**Tarefa proposta:** Retorne, copiada sem nenhuma alteração, a passagem do texto fornecido entre "Embora se tenha" e "pessoas. (FILHO, 2019).", inclusive.

Embora se tenha comemorado sua aprovação, por supostamente as demais normas jurídicas vigentes no Brasil – como a Constituição Federal, o Código Civil e o Código Penal – não terem aplicação nas relações sociais entabuladas pela internet, essa lei apresenta poucas inovações e muitas insuficiências e deficiências de cunho jurídico. Somando-se a esse fato a impossibilidade jurídica de regulação de uma rede mundial de computadores por meio de lei de um único país, os problemas gerados pela internet continuarão a afetar a privacidade, honra e imagem das pessoas. (FILHO, 2019).

**Linhas fornecidas:**
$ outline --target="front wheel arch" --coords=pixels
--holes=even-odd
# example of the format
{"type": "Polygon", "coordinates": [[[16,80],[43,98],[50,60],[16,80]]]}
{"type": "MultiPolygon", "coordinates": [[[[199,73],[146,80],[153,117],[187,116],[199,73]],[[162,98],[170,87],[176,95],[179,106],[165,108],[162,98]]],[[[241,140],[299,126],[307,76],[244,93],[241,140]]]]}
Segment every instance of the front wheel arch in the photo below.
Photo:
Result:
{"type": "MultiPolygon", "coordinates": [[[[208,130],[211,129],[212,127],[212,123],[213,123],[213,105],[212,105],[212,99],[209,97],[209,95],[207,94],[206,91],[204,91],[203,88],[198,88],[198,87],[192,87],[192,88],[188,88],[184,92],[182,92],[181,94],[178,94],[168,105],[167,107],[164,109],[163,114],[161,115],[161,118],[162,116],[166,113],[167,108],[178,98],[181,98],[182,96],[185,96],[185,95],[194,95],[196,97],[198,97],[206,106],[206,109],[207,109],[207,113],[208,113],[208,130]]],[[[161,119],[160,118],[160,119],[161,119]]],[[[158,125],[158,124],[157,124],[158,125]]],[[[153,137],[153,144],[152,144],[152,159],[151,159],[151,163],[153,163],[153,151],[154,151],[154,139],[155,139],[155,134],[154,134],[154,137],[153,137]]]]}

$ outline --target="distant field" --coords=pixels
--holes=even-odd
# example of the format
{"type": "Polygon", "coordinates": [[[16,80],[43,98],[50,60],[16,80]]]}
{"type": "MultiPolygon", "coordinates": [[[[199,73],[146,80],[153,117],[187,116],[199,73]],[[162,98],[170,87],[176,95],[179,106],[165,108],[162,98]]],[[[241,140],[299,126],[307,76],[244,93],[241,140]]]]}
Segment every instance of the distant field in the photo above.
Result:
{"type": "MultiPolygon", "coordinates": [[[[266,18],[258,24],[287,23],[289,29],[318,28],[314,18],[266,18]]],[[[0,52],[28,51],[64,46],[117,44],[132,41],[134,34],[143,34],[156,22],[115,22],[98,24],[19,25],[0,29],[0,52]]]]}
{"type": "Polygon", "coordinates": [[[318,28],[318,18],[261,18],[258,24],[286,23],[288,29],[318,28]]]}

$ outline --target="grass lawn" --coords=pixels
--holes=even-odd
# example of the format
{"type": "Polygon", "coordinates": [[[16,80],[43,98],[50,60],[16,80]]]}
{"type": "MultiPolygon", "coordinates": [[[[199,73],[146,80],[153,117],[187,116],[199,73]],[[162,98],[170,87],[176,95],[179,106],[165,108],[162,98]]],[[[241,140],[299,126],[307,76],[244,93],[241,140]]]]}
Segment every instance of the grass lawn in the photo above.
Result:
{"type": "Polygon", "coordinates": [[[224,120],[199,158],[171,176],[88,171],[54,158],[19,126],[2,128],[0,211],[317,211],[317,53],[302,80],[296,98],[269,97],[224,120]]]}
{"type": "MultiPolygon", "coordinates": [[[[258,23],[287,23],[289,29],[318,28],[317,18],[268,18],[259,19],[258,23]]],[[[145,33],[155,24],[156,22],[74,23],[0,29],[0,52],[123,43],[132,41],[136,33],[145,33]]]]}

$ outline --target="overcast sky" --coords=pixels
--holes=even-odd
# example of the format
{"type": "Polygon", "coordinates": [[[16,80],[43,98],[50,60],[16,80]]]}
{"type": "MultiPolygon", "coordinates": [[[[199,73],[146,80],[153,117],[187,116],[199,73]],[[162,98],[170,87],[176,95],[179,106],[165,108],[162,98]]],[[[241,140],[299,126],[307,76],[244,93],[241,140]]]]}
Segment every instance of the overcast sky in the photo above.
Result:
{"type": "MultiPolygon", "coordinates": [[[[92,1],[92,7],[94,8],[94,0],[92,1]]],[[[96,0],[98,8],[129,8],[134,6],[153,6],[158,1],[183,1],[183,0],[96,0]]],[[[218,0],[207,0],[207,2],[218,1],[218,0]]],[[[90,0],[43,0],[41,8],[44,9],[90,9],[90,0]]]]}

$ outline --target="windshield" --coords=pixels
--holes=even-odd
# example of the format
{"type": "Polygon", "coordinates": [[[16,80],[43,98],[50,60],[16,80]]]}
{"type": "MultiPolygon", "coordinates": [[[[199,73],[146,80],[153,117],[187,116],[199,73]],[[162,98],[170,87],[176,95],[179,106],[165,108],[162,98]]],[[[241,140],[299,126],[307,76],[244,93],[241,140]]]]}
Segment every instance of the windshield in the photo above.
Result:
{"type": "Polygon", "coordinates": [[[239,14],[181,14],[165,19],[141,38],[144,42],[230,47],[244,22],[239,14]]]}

**Resposta correta:**
Embora se tenha comemorado sua aprovação, por supostamente as demais normas jurídicas vigentes no Brasil – como a Constituição Federal, o Código Civil e o Código Penal – não terem aplicação nas relações sociais entabuladas pela internet, essa lei apresenta poucas inovações e muitas insuficiências e deficiências de cunho jurídico. Somando-se a esse fato a impossibilidade jurídica de regulação de uma rede mundial de computadores por meio de lei de um único país, os problemas gerados pela internet continuarão a afetar a privacidade, honra e imagem das pessoas. (FILHO, 2019).